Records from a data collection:
>>>>>

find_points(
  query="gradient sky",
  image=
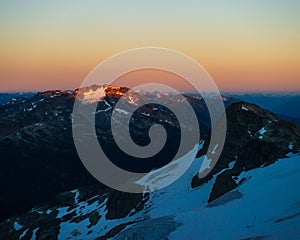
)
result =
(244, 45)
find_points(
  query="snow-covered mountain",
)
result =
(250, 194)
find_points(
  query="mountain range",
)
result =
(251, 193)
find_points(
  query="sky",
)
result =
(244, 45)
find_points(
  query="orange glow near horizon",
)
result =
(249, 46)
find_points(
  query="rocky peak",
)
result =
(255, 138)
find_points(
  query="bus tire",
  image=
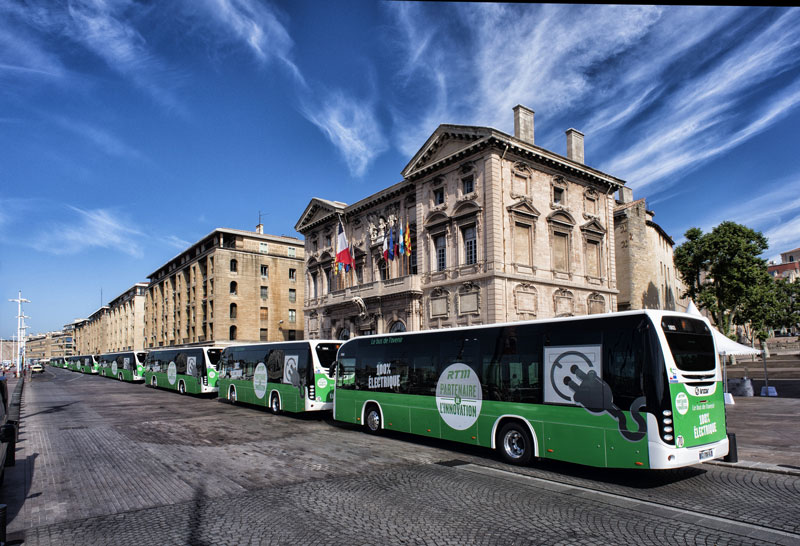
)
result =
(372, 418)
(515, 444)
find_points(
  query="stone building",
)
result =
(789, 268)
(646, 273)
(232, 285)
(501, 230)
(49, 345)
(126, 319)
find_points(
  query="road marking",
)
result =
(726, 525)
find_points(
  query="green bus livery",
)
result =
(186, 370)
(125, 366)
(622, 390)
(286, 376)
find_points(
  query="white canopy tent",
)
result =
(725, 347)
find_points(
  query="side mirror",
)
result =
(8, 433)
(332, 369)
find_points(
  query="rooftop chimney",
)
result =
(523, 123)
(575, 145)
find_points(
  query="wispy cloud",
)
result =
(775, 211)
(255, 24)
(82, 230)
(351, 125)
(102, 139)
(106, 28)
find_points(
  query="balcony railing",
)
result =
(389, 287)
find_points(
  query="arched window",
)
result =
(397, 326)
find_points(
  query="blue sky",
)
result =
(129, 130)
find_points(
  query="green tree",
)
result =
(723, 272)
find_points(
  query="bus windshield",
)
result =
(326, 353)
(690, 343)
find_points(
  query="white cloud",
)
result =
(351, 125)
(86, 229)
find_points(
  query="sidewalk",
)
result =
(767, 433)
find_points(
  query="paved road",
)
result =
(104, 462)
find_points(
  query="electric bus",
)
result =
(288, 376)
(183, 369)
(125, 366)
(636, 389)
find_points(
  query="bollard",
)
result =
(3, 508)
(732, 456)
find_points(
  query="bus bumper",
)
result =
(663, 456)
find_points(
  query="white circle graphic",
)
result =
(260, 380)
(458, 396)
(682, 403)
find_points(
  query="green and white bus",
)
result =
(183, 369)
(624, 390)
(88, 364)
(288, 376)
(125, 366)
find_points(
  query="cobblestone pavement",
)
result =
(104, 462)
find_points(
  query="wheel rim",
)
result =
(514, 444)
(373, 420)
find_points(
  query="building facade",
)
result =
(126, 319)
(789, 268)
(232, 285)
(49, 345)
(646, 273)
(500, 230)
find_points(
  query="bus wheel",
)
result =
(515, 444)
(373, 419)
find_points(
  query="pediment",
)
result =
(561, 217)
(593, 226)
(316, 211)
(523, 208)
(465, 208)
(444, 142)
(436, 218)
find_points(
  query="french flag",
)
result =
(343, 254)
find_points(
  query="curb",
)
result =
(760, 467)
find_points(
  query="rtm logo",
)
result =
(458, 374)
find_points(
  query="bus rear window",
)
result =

<<<<<

Report each line of the material that contains the string "road". Only matches with the same capitalization count.

  query="road marking",
  query="paved road",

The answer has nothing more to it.